(Quoted passage):
Once they reach a threshold of time spent in the foreign country, all those elements that you need to consider for fully foreign-based employees come into play, including:

  • Calculating and withholding employee income tax
  • Paying and/or withholding employee and employer social contributions (like payroll tax in the U.S.)
  • Calculating workplace pension contributions

Also added into the mix is the problem of overpaying tax authorities and either being unable to recover it or spend significant administration time doing so.

With this newly mobile workforce, tracking their movements becomes a compliance issue. Firstly, you need to set-up a system to identify and track internationally mobile employees. While self-reporting is a must, the organization itself must make this self-reporting accessible and known. This means set-up of forms, communicating its existence, and then getting people to comply regularly, which all sounds easier than it is in practice.

Once you’ve collected the data, what do you do with it? What’s the difference between an employee usually based in the UK spending six months in the U.S., Portugal or the Seychelles?

It’s down to the employers to get those initial payroll payments, and their tax implications, correct. If they don’t, they can be liable for governmental fines or committing the cardinal sin in payroll – not paying employees accurately and on-time.

Top solutions: Outsource payroll to a third-party to keep track of your mobile workforce and relevant legislation or track employee movements and hire-in expertise, or train internal staff.

Data protection, security, and accuracy

With more tracking comes more data, with more data comes more risk. Data laws differ (sometimes wildly) in different jurisdictions, so employers will need to manage these differences.

To take the U.S. versus the EU, the U.S. has generally weighted protection of data as a commercial asset, while the EU has put individual rights first through its GDPR legislation. While the two regions have similar requirements in lots of respects, in some cases what is normal in the U.S. will get you into hot waters in the EU.

Excerpt from a dataset:

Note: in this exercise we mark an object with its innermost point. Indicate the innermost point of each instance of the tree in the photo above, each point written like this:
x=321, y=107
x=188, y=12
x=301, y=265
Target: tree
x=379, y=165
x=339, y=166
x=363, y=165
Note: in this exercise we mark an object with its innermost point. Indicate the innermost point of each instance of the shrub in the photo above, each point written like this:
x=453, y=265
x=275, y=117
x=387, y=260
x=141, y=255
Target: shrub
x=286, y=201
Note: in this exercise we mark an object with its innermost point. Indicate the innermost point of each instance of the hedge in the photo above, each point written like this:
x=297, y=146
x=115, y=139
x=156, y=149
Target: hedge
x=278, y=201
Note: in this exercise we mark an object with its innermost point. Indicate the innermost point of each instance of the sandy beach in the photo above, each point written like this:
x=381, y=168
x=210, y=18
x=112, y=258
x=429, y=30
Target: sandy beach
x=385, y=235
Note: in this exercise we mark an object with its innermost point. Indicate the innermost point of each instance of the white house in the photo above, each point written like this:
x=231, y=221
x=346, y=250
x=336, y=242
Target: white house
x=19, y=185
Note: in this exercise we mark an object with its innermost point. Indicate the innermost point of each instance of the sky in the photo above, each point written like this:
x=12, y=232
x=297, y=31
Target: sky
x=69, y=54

(Actions to take):
1. In the payroll text, what legislation does the EU use to put individual rights first?
2. Reproduce the listing word for word, starting at the line that contains "of the white" and ending with the final line of the listing.
The text and the listing have no connection to each other.

(Answers given):
1. GDPR

2.
Note: in this exercise we mark an object with its innermost point. Indicate the innermost point of each instance of the white house in the photo above, each point written like this:
x=231, y=221
x=346, y=250
x=336, y=242
Target: white house
x=19, y=185
Note: in this exercise we mark an object with its innermost point. Indicate the innermost point of each instance of the sky in the photo above, each point written like this:
x=12, y=232
x=297, y=31
Target: sky
x=69, y=54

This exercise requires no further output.